==== Dataset extract
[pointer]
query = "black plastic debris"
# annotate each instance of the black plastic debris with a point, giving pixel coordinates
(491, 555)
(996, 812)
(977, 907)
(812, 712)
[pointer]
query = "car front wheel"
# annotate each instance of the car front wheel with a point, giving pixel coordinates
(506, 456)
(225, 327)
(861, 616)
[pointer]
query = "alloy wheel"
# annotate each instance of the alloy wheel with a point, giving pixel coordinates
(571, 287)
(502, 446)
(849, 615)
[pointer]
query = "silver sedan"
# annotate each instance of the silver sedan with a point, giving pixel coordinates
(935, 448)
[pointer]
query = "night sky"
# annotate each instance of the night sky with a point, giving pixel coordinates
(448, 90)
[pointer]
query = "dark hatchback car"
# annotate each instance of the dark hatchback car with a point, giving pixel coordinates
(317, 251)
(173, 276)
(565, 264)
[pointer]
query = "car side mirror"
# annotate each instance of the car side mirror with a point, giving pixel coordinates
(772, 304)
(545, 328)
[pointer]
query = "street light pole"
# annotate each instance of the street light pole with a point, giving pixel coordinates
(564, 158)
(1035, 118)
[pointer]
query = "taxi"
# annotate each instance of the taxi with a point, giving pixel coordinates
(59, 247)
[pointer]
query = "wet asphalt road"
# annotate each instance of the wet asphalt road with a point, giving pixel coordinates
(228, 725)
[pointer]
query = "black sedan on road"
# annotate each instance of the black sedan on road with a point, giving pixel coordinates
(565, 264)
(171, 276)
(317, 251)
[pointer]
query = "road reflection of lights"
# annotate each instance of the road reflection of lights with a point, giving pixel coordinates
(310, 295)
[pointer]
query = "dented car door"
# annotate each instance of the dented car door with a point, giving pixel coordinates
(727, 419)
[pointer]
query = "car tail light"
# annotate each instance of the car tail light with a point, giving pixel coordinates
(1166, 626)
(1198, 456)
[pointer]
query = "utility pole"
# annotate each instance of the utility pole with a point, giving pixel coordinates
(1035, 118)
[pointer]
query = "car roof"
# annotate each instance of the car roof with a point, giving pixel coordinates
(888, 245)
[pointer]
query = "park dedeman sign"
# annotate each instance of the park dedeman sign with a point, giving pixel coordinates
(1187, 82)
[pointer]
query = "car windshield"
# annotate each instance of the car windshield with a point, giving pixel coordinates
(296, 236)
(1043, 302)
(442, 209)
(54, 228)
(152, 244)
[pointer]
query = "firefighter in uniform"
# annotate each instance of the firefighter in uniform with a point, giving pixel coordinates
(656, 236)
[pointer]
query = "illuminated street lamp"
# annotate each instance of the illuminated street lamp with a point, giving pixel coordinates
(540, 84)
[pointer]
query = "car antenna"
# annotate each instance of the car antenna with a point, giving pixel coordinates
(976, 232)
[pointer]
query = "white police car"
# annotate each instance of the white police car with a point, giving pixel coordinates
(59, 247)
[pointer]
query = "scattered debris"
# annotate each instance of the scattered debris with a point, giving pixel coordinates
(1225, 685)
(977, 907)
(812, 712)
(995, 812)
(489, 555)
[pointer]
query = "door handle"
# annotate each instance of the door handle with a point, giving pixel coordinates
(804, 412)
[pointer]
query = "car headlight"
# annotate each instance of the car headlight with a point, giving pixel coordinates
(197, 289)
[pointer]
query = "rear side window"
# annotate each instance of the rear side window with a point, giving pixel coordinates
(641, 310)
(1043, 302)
========
### Exercise details
Output the whole listing exactly, leaving nothing out.

### Exercise solution
[pointer]
query = "black plastic debris"
# annotate each instance of the black plastic debris with a point, giving pixel coordinates
(491, 555)
(996, 812)
(977, 907)
(812, 712)
[pointer]
query = "car front wheel"
# annotate each instance of the car front wheel with a point, giving pixel coordinates
(506, 456)
(225, 327)
(861, 616)
[pointer]
query = "alloy wheel"
# annotate each instance of the alloy wheel with a point, giving pixel coordinates
(571, 287)
(502, 446)
(849, 615)
[pointer]
query = "silver sedan"
# annotate each instance of the silver sedan with a point, giving pixel coordinates
(935, 448)
[pointer]
query = "night sky"
# annotate each instance of the night sky with a point, giving pixel coordinates
(448, 90)
[pointer]
query = "dark hatchback car"
# annotate each instance of the dark hatchback car with a point, giving pixel coordinates
(317, 251)
(173, 276)
(565, 264)
[pointer]
query = "car side mirror"
# annotate each instance of the car side mirror with a point, giving pixel coordinates
(772, 304)
(545, 328)
[pointer]
query = "street light pole"
# annotate each instance of the street light pole with a point, giving pixel coordinates
(564, 158)
(1035, 118)
[pointer]
query = "taxi"
# annotate each instance of the taxi with a point, giving pixel coordinates
(59, 247)
[pointer]
query = "wet asphalt road"
# annotate each instance of the wet asphalt road with a point, giving pixel coordinates
(228, 725)
[pointer]
query = "black sedan on road"
# annotate each instance of the black sedan on road with a point, giving pixel coordinates
(565, 264)
(171, 276)
(317, 251)
[pointer]
query = "road reflection of lights"
# annotate each instance of the road reflection of lights with a point, giving pixel coordinates
(310, 295)
[pointer]
query = "dented car door"
# annotate each instance of the dented car door with a point, giving pixel coordinates
(727, 419)
[pointer]
query = "car tail light"
# annotate each instance of the car tail light with a point, giving pixel coordinates
(1166, 626)
(1198, 456)
[pointer]
query = "utility pole"
# annotate each instance of the utility pole with a point, giving pixel coordinates
(1035, 118)
[pointer]
query = "car roof"
# annotate each instance of the car roof with a point, giving pixel coordinates
(888, 245)
[pointer]
query = "park dedeman sign"
# annotate each instance of the park dedeman sign with a point, giving pixel coordinates
(1187, 82)
[pointer]
query = "car windshield"
# annotate each instance of the car windshield with a point, giving pixel coordinates
(296, 236)
(1043, 302)
(442, 209)
(54, 228)
(152, 244)
[pointer]
query = "firefighter in uniform"
# annotate each instance of the firefighter in uniform with a point, giving pixel coordinates
(656, 236)
[pointer]
query = "illuminated street lamp"
# annotate each instance of the illuminated street lamp with a point, giving pixel coordinates
(540, 84)
[pointer]
query = "car antenna"
# annotate each instance of the car antenna with a point, giving pixel coordinates
(976, 232)
[pointer]
query = "white police car"
# annotate each instance of the white police car with a point, giving pixel coordinates
(59, 247)
[pointer]
query = "scattered debris"
# annotate each instance of the scattered debris with a point, giving pixel coordinates
(1225, 685)
(977, 907)
(812, 712)
(995, 812)
(489, 555)
[pointer]
query = "door handle"
# annotate each instance of the door handle with a point, giving pixel coordinates
(804, 412)
[pointer]
query = "car headlight"
# annotate each instance of the car headlight with a point, giving pixel coordinates
(197, 289)
[pointer]
query = "rear side window"
# annotate each instance of the rear side window with a point, giving pixel coordinates
(641, 310)
(1043, 302)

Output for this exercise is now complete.